Would you set down every entry again, exactly as written?

(Collected data entries)
* * *

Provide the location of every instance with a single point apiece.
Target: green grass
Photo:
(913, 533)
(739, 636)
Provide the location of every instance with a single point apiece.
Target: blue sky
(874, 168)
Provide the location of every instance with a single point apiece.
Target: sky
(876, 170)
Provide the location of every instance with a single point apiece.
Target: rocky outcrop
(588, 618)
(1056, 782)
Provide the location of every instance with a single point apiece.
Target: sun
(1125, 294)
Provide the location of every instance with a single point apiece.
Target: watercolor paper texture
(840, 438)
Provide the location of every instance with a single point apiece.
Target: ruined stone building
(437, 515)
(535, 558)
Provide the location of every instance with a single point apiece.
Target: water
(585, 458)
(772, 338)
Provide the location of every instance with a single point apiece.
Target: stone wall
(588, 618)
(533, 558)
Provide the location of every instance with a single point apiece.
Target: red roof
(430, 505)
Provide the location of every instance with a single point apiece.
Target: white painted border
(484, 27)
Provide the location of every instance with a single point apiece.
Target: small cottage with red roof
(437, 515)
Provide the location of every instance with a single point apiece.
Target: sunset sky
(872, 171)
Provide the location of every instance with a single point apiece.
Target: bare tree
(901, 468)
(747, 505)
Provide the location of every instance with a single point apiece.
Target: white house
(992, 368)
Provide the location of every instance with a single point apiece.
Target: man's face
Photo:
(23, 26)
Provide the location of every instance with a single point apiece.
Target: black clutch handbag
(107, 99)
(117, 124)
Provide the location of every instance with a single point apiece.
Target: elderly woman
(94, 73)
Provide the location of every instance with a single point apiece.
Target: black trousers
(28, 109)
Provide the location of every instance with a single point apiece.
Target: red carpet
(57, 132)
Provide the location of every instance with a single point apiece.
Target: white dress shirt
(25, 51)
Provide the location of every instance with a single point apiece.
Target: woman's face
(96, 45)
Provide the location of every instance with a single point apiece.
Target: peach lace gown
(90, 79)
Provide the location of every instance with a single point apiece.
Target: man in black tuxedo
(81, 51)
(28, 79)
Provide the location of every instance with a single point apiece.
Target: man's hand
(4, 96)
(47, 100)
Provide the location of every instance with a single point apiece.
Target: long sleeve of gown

* * *

Answer for this exercise
Provide the location of every instance with a single point apiece.
Target: green grass
Photo:
(913, 533)
(739, 636)
Provide the location of every instance with a single point apiece.
Target: blue sky
(874, 168)
Provide the location of every instance with a single point apiece.
Target: sky
(876, 170)
Provide the location of every instance with a single point apiece.
Target: rocky outcrop
(588, 618)
(1056, 782)
Provide the location of every instance with a single point apiece.
Target: sun
(1125, 294)
Provide the location of every instance with a single point apiece.
Target: watercolor paper texture
(840, 438)
Provide the location of every instance with a single point apiece.
Target: ruined stone building
(437, 515)
(535, 558)
Provide the location of every instance with a single point apiece.
Target: water
(585, 458)
(772, 338)
Provide the location of every instance with a single point apiece.
Target: stone wall
(588, 618)
(533, 558)
Provide the location of every instance with a single point apiece.
Target: red roof
(430, 505)
Provide the location of every instance with a single point apiece.
Target: white painted border
(484, 27)
Provide the location of every instance with a single point apiece.
Target: small cottage with red roof
(437, 515)
Provide the location of every instance with a single point apiece.
Target: sunset sky
(872, 171)
Provide the location of every instance with a single point apiece.
Target: bare tree
(901, 468)
(747, 505)
Provide the location of every instance with a single point apiece.
Target: white house
(992, 368)
Provide the location of every instance with a single point apiece.
Target: man's face
Photo:
(23, 26)
Provide the location of every instance with a single point apiece.
Target: black clutch handbag
(107, 99)
(117, 124)
Provide the location of every instance with a single point apiece.
Target: elderly woman
(94, 73)
Provide the location of every instance with a single point apiece.
Target: black trousers
(28, 109)
Provide the location of every instance with a single point apiece.
Target: red carpet
(57, 132)
Provide the location of every instance with a single point apiece.
Target: white dress shirt
(25, 51)
Provide the location of every instance with a single point apiece.
Target: woman's face
(96, 45)
Provide the location of every instance with a single point apiece.
Target: peach lace gown
(90, 79)
Provide the location of every instance with a single point apiece.
Target: man in black tuxedo
(81, 51)
(28, 79)
Provide the location of every instance with a single point apiece.
Target: man's hand
(4, 96)
(47, 100)
Provide the location of every instance with a single point apiece.
Target: long sleeve of gown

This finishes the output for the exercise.